Saturday, September 11, 2010

Things That Fill Me With Happiness (A List)


  • A good book
  • Cottages in the forest
  • Crochet sweaters
  • Empty journals waiting to be filled
  • Enchanted princes
  • European villages
  • Flowers painted on the inside of teacups
  • Hot chocolate
  • Letters tied with ribbon
  • Miyazaki movies
  • Pearls
  • Pintucks, lace, and ruffles
  • Portrait miniatures
  • Red-striped 18th century dresses
  • Sunlight dappling on grass
  • Taking pictures
  • The spots on a fawn's back
  • Unexpectedly finding some wonderful, longed-for item
  • Waking up to snow


Photo by http://www.flickr.com/photos/31542097@N05/4282943775/

Sunday, July 4, 2010

Tonight


...I am remembering. Lying on the trampoline on summer nights and squinting up at a trillion grains of light. Setting up little fairy-sized towns with plastic pools and fuzzy grass, cut through by miniature train tracks. Mists of woodsmoke on overcast afternoons, with the smell curling through the trees. The ache of a thousand castle stairs burning in my legs. Falling asleep to the careful rocking of the water, a floating cradle in the darkness with the clank of the sails for my lullaby.

Sunday, June 27, 2010

A Tale from Cair Paravel: The Selkie



I have only seen a Selkie once.

I was seventeen, walking alone along the quiet, rock-strewn beach of a sleepy little English town. He was shirtless, sitting chest-deep in the water with his face to the sea, his hair black and ragged around his shoulders. Something about him, his stillness, his bareness even though the water was cold and the wind was blowing, the way he sat almost silhouetted against the coast and the rocks, caught my attention. I slowed to a stop, and putting aside my usual caution, slipped my camera from my coat pocket to snap a picture of him.

- _PROVIDED INFORMATION_

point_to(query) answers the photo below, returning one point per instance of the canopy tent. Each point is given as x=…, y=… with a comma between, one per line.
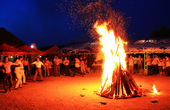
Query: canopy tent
x=88, y=47
x=52, y=50
x=148, y=46
x=29, y=50
x=6, y=49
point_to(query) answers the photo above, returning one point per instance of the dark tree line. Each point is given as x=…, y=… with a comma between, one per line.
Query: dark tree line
x=162, y=32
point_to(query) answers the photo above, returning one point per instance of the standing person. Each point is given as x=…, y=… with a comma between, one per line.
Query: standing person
x=149, y=64
x=160, y=65
x=46, y=69
x=22, y=70
x=38, y=64
x=136, y=64
x=82, y=67
x=140, y=60
x=18, y=76
x=167, y=60
x=26, y=65
x=7, y=74
x=57, y=63
x=155, y=64
x=131, y=64
x=50, y=67
x=77, y=66
x=66, y=63
x=61, y=66
x=85, y=64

- _SET PROBLEM 1_
Render into French this sentence from the blog posts: "I slowed to a stop, and putting aside my usual caution, slipped my camera from my coat pocket to snap a picture of him."
- _SET PROBLEM 2_
Extend the selkie tale in the blog posts, beginning immediately after its final sentence, "I slowed to a stop, and putting aside my usual caution, slipped my camera from my coat pocket to snap a picture of him."

- _OUTPUT 1_
J'ai ralenti jusqu'à m'arrêter et, laissant de côté ma prudence habituelle, j'ai sorti mon appareil photo de la poche de mon manteau pour le prendre en photo.

- _OUTPUT 2_
With the click of the camera he spun around to face me. I had taken him for a villager or tourist, or one of those wandering students who always seem to be backpacking around Europe like gypsies and camping under the stars. But I saw his face, saw his hipbones naked over the the top of the rock he clung to, saw the fierceness in the set of his shoulders and the wildness in his eyes and instantly I knew he was none of those things.

His gaze swept over me like a wave and then darted away to settle on the silvery-wet seal skill that lay on the rocks just a few feet away from me. I gazed at it almost stupidly, breathless, so numb with little-girl excitement that I could barely think. Then suddenly his eyes were boring into me, dark and wary and afraid. He stood frozen over the rock, motionless save for the damp swinging of his hair in the wind, and neither of us breathed.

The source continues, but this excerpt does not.